PCT is the answer!

[Bruce Gregory 960415.1405]

PCT is the answer!

What was the question?

Question: How is it possible that organisms in general, and
human beings in particular, behave as if they were autonomous
entities acting to achieve their own goals? (See Rick Marken's
elegant arguments in _Mind Readings_.)

If this is not _your_ question, needless to say, PCT may not be
your answer.

I suspect that the above is _not_ a question that troubles the
vast majority of human beings, and that this fact goes far to
explain how easy it seems to be for most people to turn a blind
eye to the power of PCT.

The Principle (analogous to The Test) -- Human beings are
autonomous systems acting to achieve their own goals -- is
extraordinarily powerful. Once you really try it on for size,
it produces in the words of an old friend, "An experience over
which one does not get..."

The request — Supply the next part of the post on PCT, picking up right after its last sentence. The rows that come after this text are not needed for any task.

Data records:
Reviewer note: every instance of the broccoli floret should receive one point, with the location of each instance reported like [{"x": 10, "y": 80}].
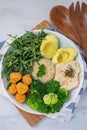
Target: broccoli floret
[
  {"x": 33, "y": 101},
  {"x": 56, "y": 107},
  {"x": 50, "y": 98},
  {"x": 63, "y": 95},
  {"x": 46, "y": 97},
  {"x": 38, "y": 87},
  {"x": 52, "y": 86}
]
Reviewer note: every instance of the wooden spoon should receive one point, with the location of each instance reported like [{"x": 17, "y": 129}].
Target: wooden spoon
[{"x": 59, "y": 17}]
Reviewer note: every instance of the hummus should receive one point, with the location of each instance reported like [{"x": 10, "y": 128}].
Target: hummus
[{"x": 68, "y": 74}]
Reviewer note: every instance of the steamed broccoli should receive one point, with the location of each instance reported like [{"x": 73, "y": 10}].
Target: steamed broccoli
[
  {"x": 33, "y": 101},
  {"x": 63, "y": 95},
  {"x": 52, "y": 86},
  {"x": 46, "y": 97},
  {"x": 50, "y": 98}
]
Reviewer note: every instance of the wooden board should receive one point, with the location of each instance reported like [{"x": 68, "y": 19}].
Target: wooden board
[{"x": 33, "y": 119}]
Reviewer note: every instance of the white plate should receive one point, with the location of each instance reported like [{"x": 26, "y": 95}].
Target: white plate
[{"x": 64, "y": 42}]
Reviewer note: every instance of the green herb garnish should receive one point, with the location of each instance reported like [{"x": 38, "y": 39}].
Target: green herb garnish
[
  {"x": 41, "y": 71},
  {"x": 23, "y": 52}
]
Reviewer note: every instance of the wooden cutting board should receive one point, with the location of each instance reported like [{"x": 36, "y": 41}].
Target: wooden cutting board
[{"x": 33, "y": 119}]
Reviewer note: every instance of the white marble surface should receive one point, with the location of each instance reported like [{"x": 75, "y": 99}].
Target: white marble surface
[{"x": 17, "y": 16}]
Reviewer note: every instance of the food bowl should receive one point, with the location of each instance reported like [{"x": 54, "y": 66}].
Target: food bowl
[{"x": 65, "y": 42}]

--

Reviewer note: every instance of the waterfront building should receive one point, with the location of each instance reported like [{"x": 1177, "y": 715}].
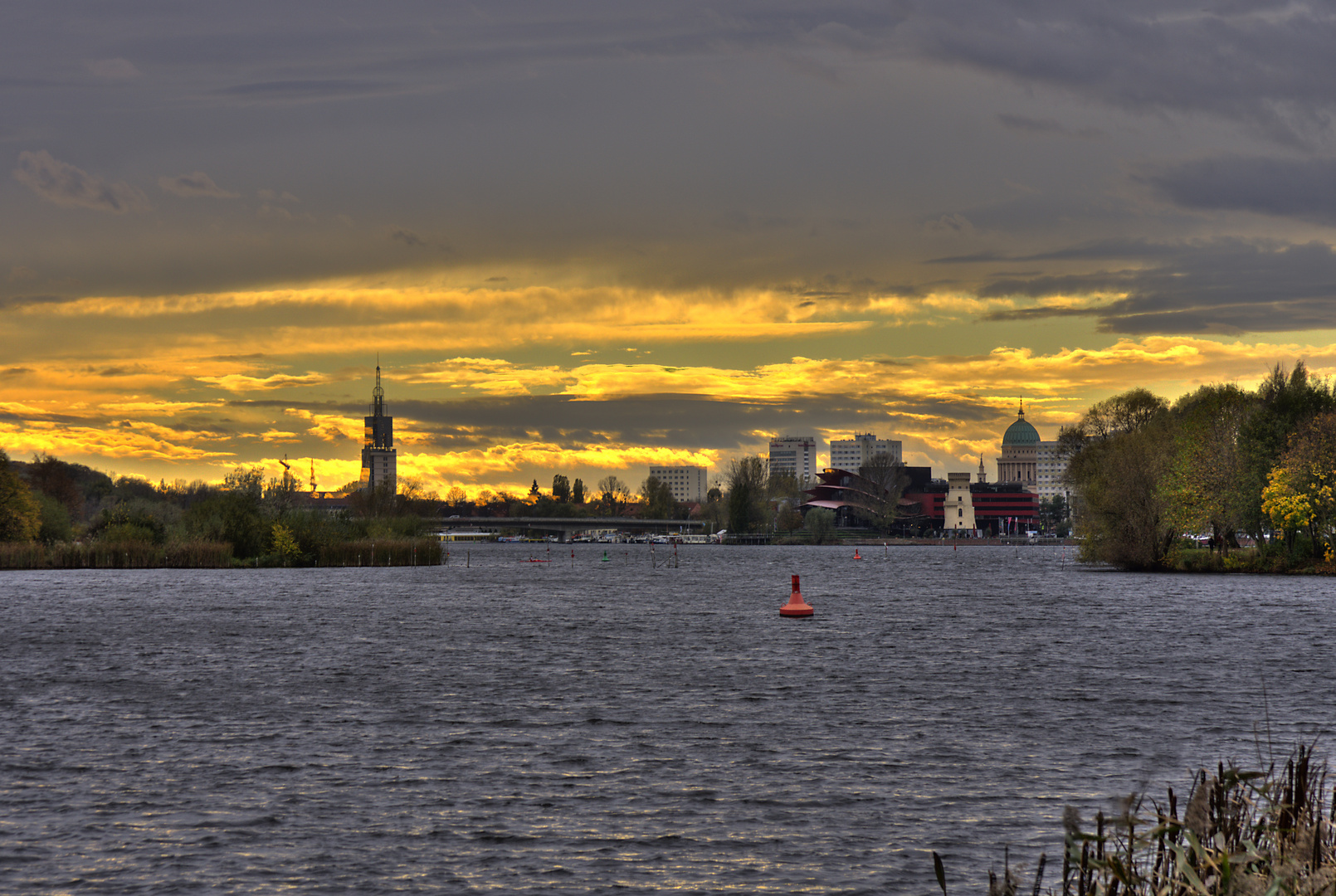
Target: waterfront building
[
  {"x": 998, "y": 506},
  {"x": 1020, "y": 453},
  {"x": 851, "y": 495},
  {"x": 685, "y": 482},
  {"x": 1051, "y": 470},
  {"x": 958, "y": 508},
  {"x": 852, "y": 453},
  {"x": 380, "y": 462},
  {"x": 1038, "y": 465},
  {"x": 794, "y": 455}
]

Output —
Clearly, The Principle is extremely subversive. It must be,
because it is so taboo that it is never mentioned outside a very
small circle of initiates. The Principle must threaten the very
foundations of our civilization. Certainly no discussion of
social or economic change or educational "reform" even entertains
The Principle. For all I know, it fails to pass community
standards anywhere in the civilized world. Why is The Principle
so threatening? I have few ideas, but none of them seem persuasive.
I'd welcome other thoughts.

Bruce G.
STGS

[From Rick Marken (960415.2200)]

Bruce Gregory (960415.1405) --

Why is The Principle [control of perception] so threatening? I have few
ideas, but none of them seem persuasive. I'd welcome other thoughts.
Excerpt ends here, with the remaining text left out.